**Reading passage**
>>>
–Projects -$1.1 Trln Deficit In 2012 Vs. -$1.066 Trln Previous Estimate
WASHINGTON (MNI) – The following is the first part of the summary
provide by the U.S. Congressional Budget Office Wednesday of its Budget
and Economic Outlook:
The United States faces daunting economic and budgetary challenges.
The economy has struggled to recover from the recent recession, which
was triggered by a large decline in house prices and a financial crisis
— events unlike anything this country has seen since the Great
Depression. During the recovery, the pace of growth in the nation’s
output has been anemic compared with that during most other recoveries
since World War II, and the unemployment rate has remained quite high.
For the federal government, the sharply lower revenues and elevated
spending deriving from the financial turmoil and severe drop in economic
activity — combined with the costs of various policies implemented in
response to those conditions and an imbalance between revenues and
spending that predated the recession — have caused budget deficits to
surge in the past two years. The deficits of $1.4 trillion in 2009 and
$1.3 trillion in 2010 are, when measured as a share of gross domestic
product (GDP), the largest since 1945 — representing 10.0 percent and
8.9 percent of the nation’s output, respectively.
For 2011, the Congressional Budget Office (CBO) projects that if
current laws remain unchanged, the federal budget will show a deficit of
close to $1.5 trillion, or 9.8 percent of GDP. The deficits in CBO’s
baseline projections drop markedly over the next few years as a share of
output and average 3.1 percent of GDP from 2014 to 2021. Those
projections, however, are based on the assumption that tax and spending
policies unfold as specified in current law. Consequently, they
understate the budget deficits that would occur if many policies
currently in place were continued, rather than allowed to expire as
scheduled under current law.
The Economic Outlook
Although recent actions by U.S. policymakers should help support
further gains in real (inflation-adjusted) GDP in 2011, production and
employment are likely to stay well below the economy’s potential for a
number of years. CBO expects that economic growth will remain moderate
this year and next. As measured by the change from the fourth quarter of
the previous year, real GDP is projected to increase by 3.1 percent this
year and by 2.8 percent next year. That forecast reflects CBO’s
expectation of continued strong growth in business investment,
improvements in both residential investment and net exports, and modest
increases in consumer spending. It also includes the impact of the Tax
Relief, Unemployment Insurance Reauthorization, and Job Creation Act of
2010 (referred to in this report as the 2010 tax act), enacted in
December, which provides a short-term boost to the economy by reducing
some taxes, extending unemployment benefits, and delaying an increase in
taxes that would otherwise have occurred in 2011. CBO projects that
inflation will remain very low in 2011 and 2012, reflecting the large
amount of unused resources in the economy, and will average no more than
2.0 percent a year between 2013 and 2016.
<<<
**Recorded data**
>>>
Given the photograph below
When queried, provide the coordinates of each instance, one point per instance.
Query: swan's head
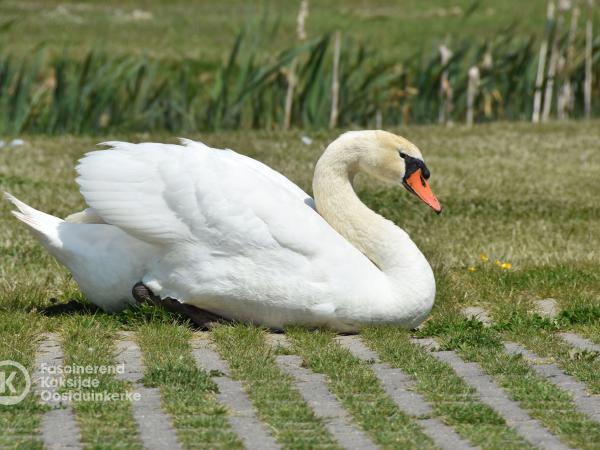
(393, 159)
<<<
**Set of tasks**
a) From the budget outlook summary, extract the passage starting with "For 2011, the" and going on through "under current law.".
b) According to the budget outlook summary, what federal deficit does the Congressional Budget Office project for 2011 if current laws remain unchanged?

**Replies**
a)
For 2011, the Congressional Budget Office (CBO) projects that if
current laws remain unchanged, the federal budget will show a deficit of
close to $1.5 trillion, or 9.8 percent of GDP. The deficits in CBO’s
baseline projections drop markedly over the next few years as a share of
output and average 3.1 percent of GDP from 2014 to 2021. Those
projections, however, are based on the assumption that tax and spending
policies unfold as specified in current law. Consequently, they
understate the budget deficits that would occur if many policies
currently in place were continued, rather than allowed to expire as
scheduled under current law.

b) Close to $1.5 trillion, or 9.8 percent of GDP.